SUPPLIED ENTRIES ▸
- - -

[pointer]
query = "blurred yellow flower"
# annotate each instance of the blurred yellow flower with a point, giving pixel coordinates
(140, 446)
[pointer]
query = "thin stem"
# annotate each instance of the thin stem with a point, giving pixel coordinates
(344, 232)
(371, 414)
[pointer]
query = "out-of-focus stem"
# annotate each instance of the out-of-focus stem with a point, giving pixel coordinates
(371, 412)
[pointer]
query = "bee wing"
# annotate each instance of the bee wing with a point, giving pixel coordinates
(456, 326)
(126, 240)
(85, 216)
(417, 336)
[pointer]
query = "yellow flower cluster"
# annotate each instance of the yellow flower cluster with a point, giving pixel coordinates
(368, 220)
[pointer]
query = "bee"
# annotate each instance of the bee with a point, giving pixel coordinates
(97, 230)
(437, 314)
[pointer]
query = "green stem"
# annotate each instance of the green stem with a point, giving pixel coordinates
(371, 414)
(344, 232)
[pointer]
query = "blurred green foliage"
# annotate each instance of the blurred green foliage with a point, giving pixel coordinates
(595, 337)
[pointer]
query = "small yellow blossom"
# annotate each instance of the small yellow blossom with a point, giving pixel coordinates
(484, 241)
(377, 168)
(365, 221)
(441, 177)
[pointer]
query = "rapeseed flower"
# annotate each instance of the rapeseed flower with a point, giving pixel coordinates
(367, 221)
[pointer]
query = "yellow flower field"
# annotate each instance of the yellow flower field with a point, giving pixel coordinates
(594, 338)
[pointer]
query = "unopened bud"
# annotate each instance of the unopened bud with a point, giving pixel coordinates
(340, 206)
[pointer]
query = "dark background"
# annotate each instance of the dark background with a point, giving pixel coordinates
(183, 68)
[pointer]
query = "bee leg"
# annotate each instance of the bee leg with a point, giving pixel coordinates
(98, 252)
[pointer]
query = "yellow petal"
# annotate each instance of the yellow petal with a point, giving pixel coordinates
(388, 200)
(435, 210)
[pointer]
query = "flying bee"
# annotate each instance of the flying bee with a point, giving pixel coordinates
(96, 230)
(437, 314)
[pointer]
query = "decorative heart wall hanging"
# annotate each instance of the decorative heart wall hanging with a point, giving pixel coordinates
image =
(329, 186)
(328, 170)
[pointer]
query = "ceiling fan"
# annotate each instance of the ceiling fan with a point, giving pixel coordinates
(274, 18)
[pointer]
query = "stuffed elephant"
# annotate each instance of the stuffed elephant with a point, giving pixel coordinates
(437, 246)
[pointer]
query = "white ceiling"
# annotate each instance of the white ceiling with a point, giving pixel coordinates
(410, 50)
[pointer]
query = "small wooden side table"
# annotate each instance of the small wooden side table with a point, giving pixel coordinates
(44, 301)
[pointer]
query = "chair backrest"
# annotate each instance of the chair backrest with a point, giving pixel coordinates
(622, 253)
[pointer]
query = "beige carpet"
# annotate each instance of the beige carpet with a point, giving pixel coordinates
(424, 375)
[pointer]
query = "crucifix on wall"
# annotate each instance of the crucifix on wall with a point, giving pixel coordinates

- - -

YOUR OBJECTIVE ▸
Return each line of the listing that holds the string "hanging".

RESPONSE AREA ▸
query = "decorative heart wall hanging"
# annotate each instance of the decorative heart wall hanging with a point, giving pixel coordinates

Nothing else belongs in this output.